TCM Discoveries Blogathon: A Wicked Woman (1934)

Introduction

When I first heard about the TCM Discoveries Blogathon hosted by Nitrate Diva only one film really came to mind: A Wicked Woman.

The reason is that at current it is a sort of cinematic white whale for me. I’m sure any film enthusiast knows the feeling. It’s one I’ve known at many times. in fact, it’s of the larger themes of a novel I have to get back to editing (future plug! For more current works go here.)

Probably the first cinematic white whale I had was Satantango. Now, that was a blind buy. I heard of this seven-hour film and what it was like and I had to see it. But that was a blind buy. With A Wicked Woman the story of estrangement of viewer and film is a bit different.

A Wicked Woman (1934, MGM)

The first difference is that it’s a film I’ve seen. I believe it’s one I happened to see pop up on the schedule right before I was about to post my piece on Jackie Searl. It lived on my DVR for a while until the time came for it to be swapped out. The content could not be saved and I haven’t seen it on the TCM schedule since despite looking for it periodically and inquiring also.

Therefore, the limited availability of the film makes this a post that would also fit into my Film Activism category. I’ll get into that as well as how it may resurface again aside from TCM re-air. Clearly, I am glad TCM saw fit to air this fairly obscure title, otherwise, I would not have seen it at all.

Before getting into the journey since I saw it. A bit of what this film actually is.

***

> Exercise tasks
(a) In the blog post about A Wicked Woman, copy everything from "Introduction" down to "a bit different.", swapping "Satantango" for "Greed".
(b) According to the blog post about A Wicked Woman, who hosted the TCM Discoveries Blogathon?
(c) Render this sentence from the blog post about A Wicked Woman in Spanish: "It lived on my DVR for a while until the time came for it to be swapped out."
The items are drawn from a separate source.

Excerpts of location labeling data:

***

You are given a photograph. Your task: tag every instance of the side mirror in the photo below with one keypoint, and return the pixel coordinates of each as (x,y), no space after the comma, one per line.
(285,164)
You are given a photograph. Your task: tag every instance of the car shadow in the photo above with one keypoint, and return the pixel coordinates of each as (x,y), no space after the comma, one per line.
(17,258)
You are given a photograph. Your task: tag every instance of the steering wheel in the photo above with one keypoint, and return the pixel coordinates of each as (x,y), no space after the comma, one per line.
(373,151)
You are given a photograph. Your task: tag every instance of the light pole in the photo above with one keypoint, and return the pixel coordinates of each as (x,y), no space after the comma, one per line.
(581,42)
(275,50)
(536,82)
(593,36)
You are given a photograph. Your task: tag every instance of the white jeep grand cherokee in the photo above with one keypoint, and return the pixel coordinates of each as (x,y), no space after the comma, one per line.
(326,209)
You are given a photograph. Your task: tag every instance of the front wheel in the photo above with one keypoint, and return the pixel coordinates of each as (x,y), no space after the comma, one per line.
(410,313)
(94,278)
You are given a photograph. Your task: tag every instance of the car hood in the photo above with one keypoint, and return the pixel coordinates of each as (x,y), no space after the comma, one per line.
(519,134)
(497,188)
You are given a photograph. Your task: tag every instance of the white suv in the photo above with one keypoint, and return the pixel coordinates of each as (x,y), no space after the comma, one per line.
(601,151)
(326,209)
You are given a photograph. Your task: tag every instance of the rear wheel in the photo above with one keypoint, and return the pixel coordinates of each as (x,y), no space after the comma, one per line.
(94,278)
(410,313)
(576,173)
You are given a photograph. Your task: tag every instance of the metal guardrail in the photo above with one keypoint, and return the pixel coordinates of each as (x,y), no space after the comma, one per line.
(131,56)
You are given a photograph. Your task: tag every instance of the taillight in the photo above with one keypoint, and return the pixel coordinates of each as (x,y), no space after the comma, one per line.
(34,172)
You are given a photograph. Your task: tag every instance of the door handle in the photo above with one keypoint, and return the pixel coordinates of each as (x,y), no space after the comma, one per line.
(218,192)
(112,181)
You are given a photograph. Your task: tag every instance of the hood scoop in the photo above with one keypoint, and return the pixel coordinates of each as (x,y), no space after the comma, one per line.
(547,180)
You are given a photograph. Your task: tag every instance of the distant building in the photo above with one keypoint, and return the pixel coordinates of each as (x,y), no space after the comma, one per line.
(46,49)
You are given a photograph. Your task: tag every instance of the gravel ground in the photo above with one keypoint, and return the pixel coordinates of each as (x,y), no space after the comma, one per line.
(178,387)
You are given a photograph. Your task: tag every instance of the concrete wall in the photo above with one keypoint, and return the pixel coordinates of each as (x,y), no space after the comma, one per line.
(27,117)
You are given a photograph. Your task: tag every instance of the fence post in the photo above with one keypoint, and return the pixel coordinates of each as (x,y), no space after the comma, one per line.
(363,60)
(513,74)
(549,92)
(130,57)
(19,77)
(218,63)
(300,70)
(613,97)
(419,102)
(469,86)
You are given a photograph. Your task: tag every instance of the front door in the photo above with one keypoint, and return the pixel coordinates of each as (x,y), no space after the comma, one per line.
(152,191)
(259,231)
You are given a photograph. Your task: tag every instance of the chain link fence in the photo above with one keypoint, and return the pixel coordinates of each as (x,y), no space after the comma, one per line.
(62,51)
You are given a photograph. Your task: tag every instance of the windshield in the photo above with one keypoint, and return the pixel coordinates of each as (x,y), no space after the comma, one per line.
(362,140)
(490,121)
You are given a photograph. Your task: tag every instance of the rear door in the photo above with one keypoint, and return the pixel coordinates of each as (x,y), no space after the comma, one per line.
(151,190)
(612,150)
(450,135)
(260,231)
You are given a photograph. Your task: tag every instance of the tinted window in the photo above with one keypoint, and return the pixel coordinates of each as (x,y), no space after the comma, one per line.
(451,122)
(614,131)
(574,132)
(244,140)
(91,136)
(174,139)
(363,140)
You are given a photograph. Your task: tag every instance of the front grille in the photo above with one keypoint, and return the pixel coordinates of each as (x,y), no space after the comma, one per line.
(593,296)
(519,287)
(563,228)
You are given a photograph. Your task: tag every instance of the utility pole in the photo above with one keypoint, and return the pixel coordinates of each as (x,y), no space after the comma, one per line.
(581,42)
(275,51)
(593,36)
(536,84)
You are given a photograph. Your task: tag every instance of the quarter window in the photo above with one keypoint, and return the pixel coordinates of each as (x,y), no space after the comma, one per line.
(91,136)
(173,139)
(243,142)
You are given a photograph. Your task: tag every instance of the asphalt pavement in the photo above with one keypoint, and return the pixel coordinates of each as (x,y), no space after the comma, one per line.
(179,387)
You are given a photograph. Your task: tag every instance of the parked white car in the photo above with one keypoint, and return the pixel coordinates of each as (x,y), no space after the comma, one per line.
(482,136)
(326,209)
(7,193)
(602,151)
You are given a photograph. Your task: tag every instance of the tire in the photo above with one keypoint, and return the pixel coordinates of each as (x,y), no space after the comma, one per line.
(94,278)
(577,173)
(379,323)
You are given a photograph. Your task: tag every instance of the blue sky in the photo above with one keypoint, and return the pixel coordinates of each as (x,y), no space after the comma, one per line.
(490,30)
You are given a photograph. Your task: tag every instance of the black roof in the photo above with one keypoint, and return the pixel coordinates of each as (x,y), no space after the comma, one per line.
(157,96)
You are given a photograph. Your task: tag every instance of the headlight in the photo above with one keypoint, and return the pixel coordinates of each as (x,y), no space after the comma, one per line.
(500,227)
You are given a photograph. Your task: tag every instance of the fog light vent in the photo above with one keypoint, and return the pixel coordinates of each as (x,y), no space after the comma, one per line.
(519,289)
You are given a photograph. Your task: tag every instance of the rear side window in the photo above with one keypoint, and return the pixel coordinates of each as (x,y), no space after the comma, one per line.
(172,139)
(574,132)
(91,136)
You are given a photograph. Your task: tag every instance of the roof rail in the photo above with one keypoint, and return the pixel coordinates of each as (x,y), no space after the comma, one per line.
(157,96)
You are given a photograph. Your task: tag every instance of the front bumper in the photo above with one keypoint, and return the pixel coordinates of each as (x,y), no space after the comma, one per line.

***

> Outputs by task
(a)
Introduction

When I first heard about the TCM Discoveries Blogathon hosted by Nitrate Diva only one film really came to mind: A Wicked Woman.

The reason is that at current it is a sort of cinematic white whale for me. I’m sure any film enthusiast knows the feeling. It’s one I’ve known at many times. in fact, it’s of the larger themes of a novel I have to get back to editing (future plug! For more current works go here.)

Probably the first cinematic white whale I had was Greed. Now, that was a blind buy. I heard of this seven-hour film and what it was like and I had to see it. But that was a blind buy. With A Wicked Woman the story of estrangement of viewer and film is a bit different.

(b) Nitrate Diva

(c) Permaneció en mi DVR un tiempo, hasta que llegó el momento de reemplazarla.